▶ **Exercise details**
Nothing in the data may be omitted; output it all verbatim.

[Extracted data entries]
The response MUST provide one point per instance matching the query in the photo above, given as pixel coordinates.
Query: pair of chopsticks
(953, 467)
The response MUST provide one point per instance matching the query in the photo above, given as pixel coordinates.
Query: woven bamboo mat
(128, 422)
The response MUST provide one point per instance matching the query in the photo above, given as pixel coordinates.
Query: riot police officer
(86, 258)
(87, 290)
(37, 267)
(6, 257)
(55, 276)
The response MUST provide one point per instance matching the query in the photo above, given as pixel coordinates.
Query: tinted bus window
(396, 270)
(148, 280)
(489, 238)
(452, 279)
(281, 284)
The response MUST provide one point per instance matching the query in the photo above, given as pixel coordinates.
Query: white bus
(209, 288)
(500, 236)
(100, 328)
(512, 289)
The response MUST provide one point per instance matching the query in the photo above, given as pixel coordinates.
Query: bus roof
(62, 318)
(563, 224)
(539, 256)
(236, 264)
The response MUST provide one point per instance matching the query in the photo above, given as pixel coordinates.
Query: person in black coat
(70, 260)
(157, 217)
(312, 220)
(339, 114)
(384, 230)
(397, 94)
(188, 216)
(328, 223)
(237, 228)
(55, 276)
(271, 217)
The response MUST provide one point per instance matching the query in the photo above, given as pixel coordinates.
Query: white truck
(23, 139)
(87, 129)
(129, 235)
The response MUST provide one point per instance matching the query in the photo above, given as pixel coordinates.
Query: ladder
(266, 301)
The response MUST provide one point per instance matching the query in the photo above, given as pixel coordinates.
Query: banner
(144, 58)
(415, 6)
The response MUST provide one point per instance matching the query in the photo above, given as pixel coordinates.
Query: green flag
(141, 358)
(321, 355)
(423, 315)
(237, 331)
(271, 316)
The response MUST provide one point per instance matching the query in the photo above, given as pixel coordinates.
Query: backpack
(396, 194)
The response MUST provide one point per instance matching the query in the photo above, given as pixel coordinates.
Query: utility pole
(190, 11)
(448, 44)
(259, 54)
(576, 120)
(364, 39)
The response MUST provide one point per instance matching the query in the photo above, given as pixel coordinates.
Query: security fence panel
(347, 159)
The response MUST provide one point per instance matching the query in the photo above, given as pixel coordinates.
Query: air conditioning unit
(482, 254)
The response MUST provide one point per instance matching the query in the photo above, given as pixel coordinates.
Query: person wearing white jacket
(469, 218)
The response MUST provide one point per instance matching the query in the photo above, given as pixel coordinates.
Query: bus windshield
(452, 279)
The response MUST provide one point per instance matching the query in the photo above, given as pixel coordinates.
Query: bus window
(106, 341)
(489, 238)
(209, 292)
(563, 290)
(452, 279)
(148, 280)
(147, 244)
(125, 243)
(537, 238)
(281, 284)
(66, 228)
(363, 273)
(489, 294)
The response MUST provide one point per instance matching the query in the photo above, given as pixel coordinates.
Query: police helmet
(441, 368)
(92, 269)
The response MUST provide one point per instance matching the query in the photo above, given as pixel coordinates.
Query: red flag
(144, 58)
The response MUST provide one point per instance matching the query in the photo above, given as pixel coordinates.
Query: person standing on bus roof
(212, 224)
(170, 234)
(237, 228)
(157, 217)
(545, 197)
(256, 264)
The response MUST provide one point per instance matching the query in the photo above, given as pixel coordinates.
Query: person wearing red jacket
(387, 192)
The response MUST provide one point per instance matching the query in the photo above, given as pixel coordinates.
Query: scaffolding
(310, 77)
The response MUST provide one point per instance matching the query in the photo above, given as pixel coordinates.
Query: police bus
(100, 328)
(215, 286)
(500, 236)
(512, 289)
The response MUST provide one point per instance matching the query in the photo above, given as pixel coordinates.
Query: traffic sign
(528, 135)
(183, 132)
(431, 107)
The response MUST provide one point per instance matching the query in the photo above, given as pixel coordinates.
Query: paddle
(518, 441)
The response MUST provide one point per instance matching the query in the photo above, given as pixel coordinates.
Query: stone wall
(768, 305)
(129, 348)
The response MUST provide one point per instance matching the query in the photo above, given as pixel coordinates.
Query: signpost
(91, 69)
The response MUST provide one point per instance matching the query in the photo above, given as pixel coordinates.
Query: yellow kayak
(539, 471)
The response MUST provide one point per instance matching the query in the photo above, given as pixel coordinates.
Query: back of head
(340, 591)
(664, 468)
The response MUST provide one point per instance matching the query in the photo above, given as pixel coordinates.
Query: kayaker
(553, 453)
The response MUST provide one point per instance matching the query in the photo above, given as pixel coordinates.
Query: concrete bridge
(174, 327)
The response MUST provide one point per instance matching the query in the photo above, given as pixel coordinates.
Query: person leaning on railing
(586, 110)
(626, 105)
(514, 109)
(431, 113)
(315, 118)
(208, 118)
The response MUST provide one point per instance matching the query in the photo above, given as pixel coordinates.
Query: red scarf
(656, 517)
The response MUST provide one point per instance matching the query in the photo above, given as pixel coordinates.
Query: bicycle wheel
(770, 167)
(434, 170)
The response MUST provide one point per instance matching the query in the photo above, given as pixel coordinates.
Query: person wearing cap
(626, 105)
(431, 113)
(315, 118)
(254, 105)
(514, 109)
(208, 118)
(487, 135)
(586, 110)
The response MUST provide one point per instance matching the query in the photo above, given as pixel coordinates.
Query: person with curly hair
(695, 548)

▶ **Answer box**
The response MUST provide one point per instance matching the query in the photo above, given as pixel coordinates.
Query: pair of chopsticks
(953, 467)
The response MUST provide one point per instance matching the query in the photo above, given as pixel coordinates.
Query: woven bamboo mat
(128, 422)
The response MUST provide one point per instance matching the query in the photo above, given as pixel coordinates.
Query: riot police officer
(86, 258)
(87, 290)
(37, 267)
(6, 257)
(55, 276)
The response MUST provide one point per instance matching the query in the photo above, given as pixel coordinates.
Query: tinted bus window
(396, 270)
(148, 280)
(489, 238)
(452, 279)
(281, 284)
The response MUST provide one point per instance matching the query in the photo above, given as pixel coordinates.
Query: white bus
(209, 288)
(500, 236)
(100, 328)
(512, 289)
The response MUST provide one point per instance matching the query in the photo above, given as pixel coordinates.
Query: bus roof
(62, 318)
(563, 224)
(539, 256)
(236, 264)
The response MUST provide one point per instance matching the query in the photo above, given as pixel coordinates.
Query: person in black coat
(70, 260)
(157, 217)
(312, 220)
(339, 114)
(384, 230)
(397, 94)
(188, 216)
(328, 223)
(237, 228)
(55, 276)
(271, 217)
The response MUST provide one point per instance matching the query in the photo above, given as pixel coordinates.
Query: white truck
(23, 139)
(87, 129)
(129, 235)
The response MUST provide one point per instance matching the query in the photo above, given as pixel coordinates.
Query: ladder
(266, 301)
The response MUST provide one point per instance matching the query in the photo above, given as pixel coordinates.
Query: banner
(144, 58)
(415, 6)
The response MUST provide one point per instance matching the query in the photo above, given as pixel coordinates.
Query: green flag
(141, 358)
(321, 355)
(423, 315)
(237, 331)
(271, 316)
The response MUST provide one point per instance matching the query in the photo above, given as pixel coordinates.
Query: backpack
(396, 194)
The response MUST provide one point per instance matching the query in the photo above, given as pixel coordinates.
Query: utility pole
(190, 11)
(448, 44)
(259, 54)
(576, 120)
(364, 39)
The response MUST provide one point per instance matching the query in the photo above, given as pixel coordinates.
Query: security fence panel
(347, 159)
The response MUST provide one point per instance matching the query in the photo above, given as pixel coordinates.
Query: air conditioning unit
(482, 254)
The response MUST provide one point per instance matching the query in the photo above, given as pixel coordinates.
Query: person wearing white jacket
(469, 218)
The response MUST provide one point per instance matching the query in the photo above, given as pixel coordinates.
Query: bus windshield
(452, 279)
The response MUST provide one point per instance matching the query in the photo above, given as pixel coordinates.
Query: bus window
(106, 341)
(489, 238)
(209, 292)
(563, 290)
(452, 279)
(148, 280)
(147, 244)
(125, 243)
(537, 238)
(281, 284)
(66, 228)
(363, 273)
(489, 294)
The response MUST provide one point per instance matching the query in the photo above, given as pixel coordinates.
Query: police helmet
(441, 368)
(92, 269)
The response MUST provide one point per instance matching the query in the photo above, given as pixel coordinates.
Query: red flag
(144, 58)
The response MUST provide one point per instance matching the query in the photo above, given as pixel coordinates.
Query: person standing on bus roof
(212, 224)
(170, 234)
(237, 228)
(157, 217)
(545, 197)
(256, 264)
The response MUST provide one point per instance matching the query in the photo above, given as pixel coordinates.
Query: person wearing red jacket
(387, 192)
The response MUST provide one point per instance matching the query in the photo above, given as pixel coordinates.
Query: scaffolding
(310, 77)
The response MUST provide one point per instance matching the query in the photo above, given as pixel coordinates.
Query: police bus
(100, 328)
(215, 286)
(500, 236)
(512, 289)
The response MUST provide one point per instance matching the query in the photo above, given as pixel coordinates.
Query: traffic sign
(528, 135)
(183, 132)
(431, 107)
The response MUST provide one point per instance matching the query in the photo above, given as pixel coordinates.
Query: paddle
(518, 441)
The response MUST provide one point per instance matching the query in the photo above, given as pixel coordinates.
Query: stone wall
(768, 305)
(129, 348)
The response MUST provide one point per instance matching the query in the photo above, given as pixel coordinates.
Query: signpost
(91, 69)
The response MUST provide one point per instance matching the query in the photo above, given as pixel coordinates.
Query: yellow kayak
(539, 471)
The response MUST provide one point per instance matching the query in the photo above, given as pixel coordinates.
Query: back of head
(340, 591)
(664, 468)
The response MUST provide one point per instance matching the query in the photo above, given as pixel coordinates.
Query: kayaker
(553, 453)
The response MUST provide one point per instance matching the query in the photo above, given as pixel coordinates.
Query: concrete bridge
(174, 327)
The response MUST provide one point per instance matching the query in the photo above, given as pixel coordinates.
Query: person leaning on railing
(586, 110)
(626, 105)
(514, 109)
(431, 113)
(315, 118)
(208, 118)
The response MUST provide one point per instance matching the query in the photo above, given as pixel coordinates.
Query: red scarf
(656, 517)
The response MUST provide one point per instance matching the query in the photo above, given as pixel coordinates.
Query: bicycle wheel
(770, 167)
(434, 170)
The response MUST provide one point per instance matching the query in the photo above, given as pixel coordinates.
Query: person wearing cap
(626, 105)
(431, 113)
(315, 118)
(254, 105)
(514, 109)
(208, 118)
(487, 135)
(586, 110)
The response MUST provide one point per instance matching the query in the photo above, given as pixel coordinates.
Query: person with curly hair
(695, 548)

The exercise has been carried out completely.